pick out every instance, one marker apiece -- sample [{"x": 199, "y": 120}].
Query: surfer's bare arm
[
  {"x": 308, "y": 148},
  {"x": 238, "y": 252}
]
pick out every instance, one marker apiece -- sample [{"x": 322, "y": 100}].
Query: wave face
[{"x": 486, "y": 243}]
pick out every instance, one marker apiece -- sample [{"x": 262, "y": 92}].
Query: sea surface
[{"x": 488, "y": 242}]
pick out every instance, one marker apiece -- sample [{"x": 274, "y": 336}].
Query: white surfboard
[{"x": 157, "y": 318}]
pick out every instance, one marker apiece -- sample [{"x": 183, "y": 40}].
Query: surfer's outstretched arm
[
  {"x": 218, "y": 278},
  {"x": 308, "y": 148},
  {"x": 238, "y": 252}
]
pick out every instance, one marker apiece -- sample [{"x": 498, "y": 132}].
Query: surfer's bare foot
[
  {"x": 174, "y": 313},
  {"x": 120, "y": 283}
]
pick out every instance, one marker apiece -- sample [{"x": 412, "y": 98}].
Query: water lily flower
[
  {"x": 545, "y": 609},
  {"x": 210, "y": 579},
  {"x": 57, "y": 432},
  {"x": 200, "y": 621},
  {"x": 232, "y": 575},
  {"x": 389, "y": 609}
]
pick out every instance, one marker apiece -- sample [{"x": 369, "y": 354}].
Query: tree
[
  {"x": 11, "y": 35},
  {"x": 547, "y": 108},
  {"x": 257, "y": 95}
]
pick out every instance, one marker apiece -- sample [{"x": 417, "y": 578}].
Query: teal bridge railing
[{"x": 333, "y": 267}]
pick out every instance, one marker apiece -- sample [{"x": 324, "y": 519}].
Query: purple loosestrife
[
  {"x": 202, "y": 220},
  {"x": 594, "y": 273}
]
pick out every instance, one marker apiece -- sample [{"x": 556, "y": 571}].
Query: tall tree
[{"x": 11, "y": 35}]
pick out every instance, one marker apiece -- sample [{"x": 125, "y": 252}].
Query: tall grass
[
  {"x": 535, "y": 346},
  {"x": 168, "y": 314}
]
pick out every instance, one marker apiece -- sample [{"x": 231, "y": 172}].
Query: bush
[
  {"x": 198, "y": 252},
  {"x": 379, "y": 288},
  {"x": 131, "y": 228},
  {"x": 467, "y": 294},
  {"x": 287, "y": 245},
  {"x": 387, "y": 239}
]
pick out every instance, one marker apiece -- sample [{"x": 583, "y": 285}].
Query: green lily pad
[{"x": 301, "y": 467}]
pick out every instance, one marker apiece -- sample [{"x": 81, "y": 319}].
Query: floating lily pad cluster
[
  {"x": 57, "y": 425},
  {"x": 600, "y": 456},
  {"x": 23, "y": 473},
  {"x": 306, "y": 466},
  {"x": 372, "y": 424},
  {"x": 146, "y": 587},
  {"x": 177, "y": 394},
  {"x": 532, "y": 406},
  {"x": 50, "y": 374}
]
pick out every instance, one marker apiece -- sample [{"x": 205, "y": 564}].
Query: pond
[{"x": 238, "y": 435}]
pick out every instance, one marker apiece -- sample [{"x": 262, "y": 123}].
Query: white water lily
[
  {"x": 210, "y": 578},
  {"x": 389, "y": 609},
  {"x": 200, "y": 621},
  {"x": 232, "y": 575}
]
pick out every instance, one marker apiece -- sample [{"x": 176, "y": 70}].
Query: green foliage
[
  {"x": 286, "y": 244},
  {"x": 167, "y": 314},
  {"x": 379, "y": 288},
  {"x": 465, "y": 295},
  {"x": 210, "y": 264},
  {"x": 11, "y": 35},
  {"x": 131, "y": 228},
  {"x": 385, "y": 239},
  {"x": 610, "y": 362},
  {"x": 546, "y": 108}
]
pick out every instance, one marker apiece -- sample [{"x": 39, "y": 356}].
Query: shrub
┄┄┄┄┄┄┄┄┄┄
> **Requirement**:
Every line of the listing, first to last, should be retyped exactly.

> **Expected answer**:
pick out every instance, one marker apiece -- sample [{"x": 199, "y": 120}].
Query: surfer's bare arm
[
  {"x": 308, "y": 148},
  {"x": 238, "y": 252}
]
pick out every instance, one marker apiece -- sample [{"x": 322, "y": 100}].
Query: wave face
[{"x": 486, "y": 243}]
pick out every instance, one marker apiece -- sample [{"x": 262, "y": 92}].
Query: sea surface
[{"x": 488, "y": 242}]
pick out every instance, one marker apiece -- sample [{"x": 274, "y": 336}].
Query: white surfboard
[{"x": 157, "y": 318}]
pick out every instance, one marker apiece -- sample [{"x": 183, "y": 40}].
Query: surfer's outstretched arm
[
  {"x": 218, "y": 278},
  {"x": 308, "y": 148},
  {"x": 238, "y": 252}
]
pick out every instance, one marker apiece -- sample [{"x": 498, "y": 132}].
Query: surfer's bare foot
[
  {"x": 174, "y": 313},
  {"x": 120, "y": 283}
]
pick out every instance, one marker apiece -- sample [{"x": 412, "y": 98}].
Query: water lily flower
[
  {"x": 545, "y": 609},
  {"x": 210, "y": 579},
  {"x": 57, "y": 432},
  {"x": 200, "y": 621},
  {"x": 232, "y": 575},
  {"x": 389, "y": 609}
]
pick out every instance, one marker apiece -- sample [{"x": 369, "y": 354}].
Query: tree
[
  {"x": 11, "y": 35},
  {"x": 547, "y": 108},
  {"x": 257, "y": 95}
]
pick out every instance, one marker apiece -- sample [{"x": 417, "y": 578}].
Query: teal bridge railing
[{"x": 333, "y": 267}]
pick out every instance, one marker apiece -- sample [{"x": 324, "y": 519}].
Query: purple loosestrife
[
  {"x": 202, "y": 220},
  {"x": 594, "y": 273}
]
pick out every instance, one marker apiece -- sample [{"x": 556, "y": 571}].
Query: tall tree
[{"x": 11, "y": 35}]
pick out every instance, one marker apiece -- sample [{"x": 125, "y": 252}].
Query: tall grass
[
  {"x": 535, "y": 346},
  {"x": 168, "y": 314}
]
pick out every instance, one marker apiece -- sample [{"x": 231, "y": 172}].
Query: bush
[
  {"x": 198, "y": 252},
  {"x": 379, "y": 288},
  {"x": 131, "y": 228},
  {"x": 467, "y": 294},
  {"x": 287, "y": 245},
  {"x": 387, "y": 239}
]
pick out every instance, one marker apiece -- sample [{"x": 583, "y": 285}].
Query: green lily pad
[{"x": 301, "y": 467}]
pick out every instance, one marker apiece -- sample [{"x": 81, "y": 319}].
Query: floating lily pad cluster
[
  {"x": 57, "y": 425},
  {"x": 600, "y": 456},
  {"x": 23, "y": 473},
  {"x": 306, "y": 466},
  {"x": 372, "y": 424},
  {"x": 146, "y": 587},
  {"x": 177, "y": 394},
  {"x": 532, "y": 406},
  {"x": 50, "y": 374}
]
pick out every instance, one marker apiece -- sample [{"x": 205, "y": 564}].
Query: pond
[{"x": 238, "y": 435}]
pick out every instance, one marker apiece -- sample [{"x": 262, "y": 123}].
Query: white water lily
[
  {"x": 210, "y": 578},
  {"x": 389, "y": 609},
  {"x": 200, "y": 621},
  {"x": 232, "y": 575}
]
pick out every instance, one marker apiece -- sample [{"x": 176, "y": 70}].
Query: green foliage
[
  {"x": 286, "y": 244},
  {"x": 167, "y": 314},
  {"x": 379, "y": 288},
  {"x": 465, "y": 295},
  {"x": 210, "y": 264},
  {"x": 11, "y": 35},
  {"x": 131, "y": 228},
  {"x": 385, "y": 239},
  {"x": 610, "y": 362},
  {"x": 546, "y": 108}
]
pick out every instance, one marker apiece -- sample [{"x": 39, "y": 356}].
Query: shrub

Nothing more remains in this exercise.